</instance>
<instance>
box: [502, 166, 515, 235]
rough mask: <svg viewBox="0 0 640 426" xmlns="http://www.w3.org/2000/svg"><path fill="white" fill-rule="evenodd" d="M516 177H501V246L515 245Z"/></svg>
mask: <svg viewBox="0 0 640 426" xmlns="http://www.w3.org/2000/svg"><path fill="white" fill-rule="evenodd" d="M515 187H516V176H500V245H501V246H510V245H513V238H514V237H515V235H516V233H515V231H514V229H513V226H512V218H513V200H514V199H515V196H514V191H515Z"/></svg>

———

• **AIM OF THE EXERCISE**: Copy out everything from the first line of the items down through the line containing "rough mask: <svg", keeping each line unchanged.

• **FINISHED EXERCISE**:
</instance>
<instance>
box: [502, 166, 515, 235]
rough mask: <svg viewBox="0 0 640 426" xmlns="http://www.w3.org/2000/svg"><path fill="white" fill-rule="evenodd" d="M516 177H501V246L515 245Z"/></svg>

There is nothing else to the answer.